### What needs to be done
Find every line of the records that has "target" and return it.

### Task data
----------------------------------------
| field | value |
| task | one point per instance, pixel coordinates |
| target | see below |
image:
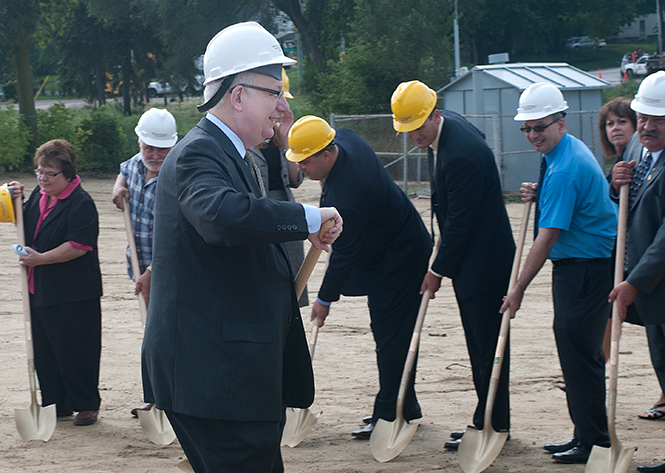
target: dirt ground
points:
(345, 374)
----------------------------------------
### Task output
| target | see below |
target: dirt ground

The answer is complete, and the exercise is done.